## 文档节选

▬▬▬▬▬▬▬▬▬▬

围绕着这个充满故事的旧家,陈冲写了一篇不到六千字的文章交给“老金”。“对于我这样一个平时只是发发微博的人来说,我觉得写五、六千字已经挺长了。他却说这只是‘一个很好的大纲’。我当时特别失望,我觉得我还挺努力的,所有值得写的回忆都在这儿了。”陈冲回顾道。金宇澄相信她的“储备”足以撑起更大范围的书写,不断对她说着“你再想一想”,鼓励她继续写下去。就这样,从一个细节到下个细节,从一句话到十句话,写作者陈冲向记忆深入走去。《轮到我时我该说什么》两年多的时间里累计了超过二十五万字,真诚而温暖的笔触不仅获得了编辑部的欣赏,读者的喜爱,还入围了包括2021年收获文学榜的长篇非虚构榜在内的文学榜单,获得了文学界的认可。


如今,专栏连载进入尾声,陈冲正着手将这两年多来的写作整理成书。我们问她,未来有可能写小说,创作虚构的故事吗?她认真地思考了几秒,最后只说:“我不觉得自己能写。我说不好。”

▬▬▬▬▬▬▬▬▬▬

## 练习说明
从讲陈冲专栏写作的这段节选最后一句之后接着往下续写。

## 数据
▬▬▬▬▬▬▬▬▬▬

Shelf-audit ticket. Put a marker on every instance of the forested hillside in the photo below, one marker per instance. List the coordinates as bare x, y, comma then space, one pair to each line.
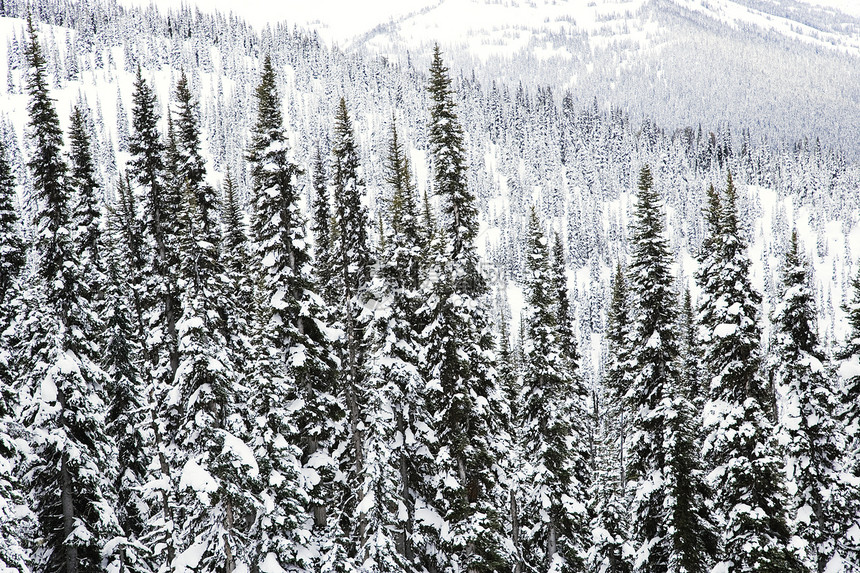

▬▬▬▬▬▬▬▬▬▬

## 结果如下
但在金宇澄这,他早就给出了对于一个作家的要求。他强烈建议陈冲写一篇虚构文学作为这本书的“压卷之作”,理由是:“拍一部电影太难了,涉及几百号人的工作,而且要经过层层的评审才能够面世。但是如果是‘纸上电影’,就没有这些烦恼了。”在他的想象中,陈冲的这本涵盖了家人、历史、个人的经历和故事,以及她曾参演的和导演的电影的书中,还应包括一个她以自己熟悉的电影语言架构出的“一个女人大半生的故事”。




在读《轮到我时我该说什么》的过程中,我产生了一个感悟,那就是:对于表达者、创作者来说,作品当然是非常重要的,但是更重要的是这个人真实的经历、感受,遇到的人、事,自己要过怎样的生活,亲情、友情、爱情以及所有与爱相关的一切。作品在某种程度上是个人经历与感悟的一种投射。你觉得是这样吗?

我的确是更在乎生活当中的感悟和自己的情感世界。这也是一个弱点,以至于我会遗忘很多工作上细致的具体的过程。其实无论是表演上的,还是文学上的表达与创作,都来源于情感。我觉得这些是一种本能,一种生命力,它就是一种涌动。


说实话,我从小没有好好读书,我们那个年代的文化课非常贫乏。现在想一想,可能那个年代情感世界因贫瘠而产生的饥渴就一直延续到了现在。我没有进过电影学院,没有上过导演系的课,只是在美国参加过一些非常基础的改编剧本的可能。所以,从各个方面来说,我都不是一个技巧上非常娴熟的人。从表演到写作到导演和改编剧本,我其实都是凭着一种本能的生命力去完成的。当然,我从很年轻就热爱阅读,就会为某些字、词组、句子不同寻常的组合而兴奋,为某种声音传达出来的微妙、精准的思想感情而激动。阅读应该是写作的必要前提吧。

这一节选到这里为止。